Nothing but an exact copy is wanted here: the line with "Flag the tree crown" and all the lines that follow it in the entries below.

Text-to-region grounding data -
-=-=-
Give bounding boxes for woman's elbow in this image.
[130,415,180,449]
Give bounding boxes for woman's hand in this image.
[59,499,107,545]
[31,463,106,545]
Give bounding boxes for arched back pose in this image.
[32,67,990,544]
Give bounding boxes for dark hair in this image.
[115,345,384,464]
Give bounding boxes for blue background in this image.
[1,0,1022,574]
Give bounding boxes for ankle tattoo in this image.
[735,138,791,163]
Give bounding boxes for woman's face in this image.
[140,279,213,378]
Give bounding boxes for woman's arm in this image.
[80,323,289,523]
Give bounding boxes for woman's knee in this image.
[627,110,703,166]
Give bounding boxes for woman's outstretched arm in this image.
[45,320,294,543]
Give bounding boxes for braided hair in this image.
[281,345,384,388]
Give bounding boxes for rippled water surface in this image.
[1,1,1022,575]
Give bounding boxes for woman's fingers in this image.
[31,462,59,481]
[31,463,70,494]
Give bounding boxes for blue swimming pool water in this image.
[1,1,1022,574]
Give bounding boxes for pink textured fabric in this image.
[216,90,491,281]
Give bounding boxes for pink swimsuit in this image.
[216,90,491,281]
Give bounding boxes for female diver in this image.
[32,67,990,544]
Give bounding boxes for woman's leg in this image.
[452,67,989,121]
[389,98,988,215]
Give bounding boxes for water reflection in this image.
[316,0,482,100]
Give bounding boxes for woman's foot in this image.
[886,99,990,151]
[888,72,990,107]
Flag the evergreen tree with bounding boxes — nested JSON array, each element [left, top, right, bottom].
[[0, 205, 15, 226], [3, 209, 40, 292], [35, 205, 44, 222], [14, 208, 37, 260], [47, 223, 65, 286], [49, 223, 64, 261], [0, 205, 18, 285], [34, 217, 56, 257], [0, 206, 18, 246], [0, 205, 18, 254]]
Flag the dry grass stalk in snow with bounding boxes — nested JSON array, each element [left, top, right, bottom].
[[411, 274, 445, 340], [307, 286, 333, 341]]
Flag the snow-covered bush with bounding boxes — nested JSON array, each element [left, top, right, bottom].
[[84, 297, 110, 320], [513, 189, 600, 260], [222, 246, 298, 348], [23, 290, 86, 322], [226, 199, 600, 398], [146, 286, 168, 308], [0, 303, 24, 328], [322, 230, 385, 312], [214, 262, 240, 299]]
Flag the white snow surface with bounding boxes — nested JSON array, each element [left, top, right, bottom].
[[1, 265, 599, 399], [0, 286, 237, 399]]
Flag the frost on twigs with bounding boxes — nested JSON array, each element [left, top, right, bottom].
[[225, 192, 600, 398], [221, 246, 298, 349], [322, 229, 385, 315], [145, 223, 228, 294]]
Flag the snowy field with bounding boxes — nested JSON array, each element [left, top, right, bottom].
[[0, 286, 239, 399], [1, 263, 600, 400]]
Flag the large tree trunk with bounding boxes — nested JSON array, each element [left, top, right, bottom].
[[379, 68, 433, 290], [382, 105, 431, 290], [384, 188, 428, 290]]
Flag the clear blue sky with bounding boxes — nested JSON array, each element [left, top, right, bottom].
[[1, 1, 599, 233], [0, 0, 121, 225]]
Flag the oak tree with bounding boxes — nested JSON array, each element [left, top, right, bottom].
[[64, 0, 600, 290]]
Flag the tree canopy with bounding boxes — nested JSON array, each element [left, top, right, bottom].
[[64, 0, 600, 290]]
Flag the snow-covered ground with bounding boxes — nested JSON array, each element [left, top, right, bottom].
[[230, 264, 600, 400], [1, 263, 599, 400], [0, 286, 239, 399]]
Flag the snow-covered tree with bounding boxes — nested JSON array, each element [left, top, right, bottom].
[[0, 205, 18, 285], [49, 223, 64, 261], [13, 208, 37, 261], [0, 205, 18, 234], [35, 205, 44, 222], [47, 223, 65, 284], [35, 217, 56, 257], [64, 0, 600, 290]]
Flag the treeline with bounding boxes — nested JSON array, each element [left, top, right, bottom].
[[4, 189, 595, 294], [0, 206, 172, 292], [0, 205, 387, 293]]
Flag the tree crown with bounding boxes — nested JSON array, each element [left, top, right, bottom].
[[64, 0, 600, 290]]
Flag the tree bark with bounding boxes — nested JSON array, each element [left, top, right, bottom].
-=-=-
EXPECTED OUTPUT -
Flag the tree crown with bounding boxes — nested JSON array, each element [left, top, right, bottom].
[[64, 0, 600, 290]]
Flag the tree bark with bounding boxes — nested JSON array, each element [left, top, right, bottom].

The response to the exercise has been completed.